## What the task requires
Can you copy the items from the line with "For the scouting tally, point out every instance of the banknote" up to and including the final line of the items, word for word?

#### Exercise material

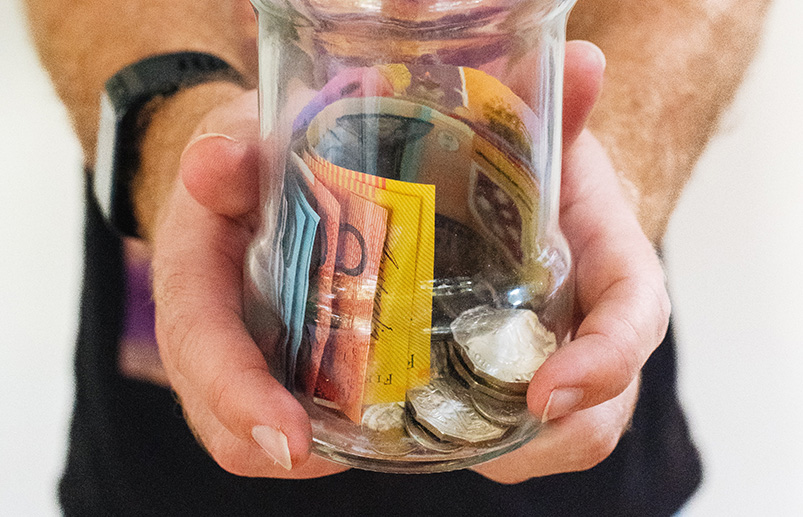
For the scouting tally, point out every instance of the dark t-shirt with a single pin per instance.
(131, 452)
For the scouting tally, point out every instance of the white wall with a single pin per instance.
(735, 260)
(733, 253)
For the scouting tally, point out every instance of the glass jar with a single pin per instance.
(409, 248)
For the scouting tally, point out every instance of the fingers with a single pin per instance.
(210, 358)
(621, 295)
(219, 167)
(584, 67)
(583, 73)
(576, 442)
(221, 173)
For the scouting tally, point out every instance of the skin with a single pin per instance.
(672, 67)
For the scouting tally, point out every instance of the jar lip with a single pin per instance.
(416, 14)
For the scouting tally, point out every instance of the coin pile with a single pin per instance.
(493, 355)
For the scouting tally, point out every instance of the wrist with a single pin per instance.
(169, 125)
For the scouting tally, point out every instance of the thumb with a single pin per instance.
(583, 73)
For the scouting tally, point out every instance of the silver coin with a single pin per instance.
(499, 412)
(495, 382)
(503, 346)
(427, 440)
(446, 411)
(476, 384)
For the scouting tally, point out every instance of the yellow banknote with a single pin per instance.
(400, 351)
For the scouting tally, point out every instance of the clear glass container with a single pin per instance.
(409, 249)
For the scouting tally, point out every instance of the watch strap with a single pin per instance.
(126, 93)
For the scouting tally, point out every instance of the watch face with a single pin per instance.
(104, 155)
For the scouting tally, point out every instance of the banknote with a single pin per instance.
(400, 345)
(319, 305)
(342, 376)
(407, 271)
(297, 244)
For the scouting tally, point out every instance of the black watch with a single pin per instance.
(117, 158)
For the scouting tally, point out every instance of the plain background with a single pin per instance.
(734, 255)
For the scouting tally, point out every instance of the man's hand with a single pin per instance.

########

## Worked solution
For the scouting tally, point out every instance of the banknote with a single pin per instance.
(400, 345)
(319, 305)
(342, 376)
(407, 271)
(297, 244)
For the scouting tally, point out every instance of the black watch with a single pin per instance.
(117, 158)
For the scouting tally, point out every instance of the plain background with a single pin per instance.
(734, 255)
For the scouting tally, point out every instance of the man's hand with a single pin per instance.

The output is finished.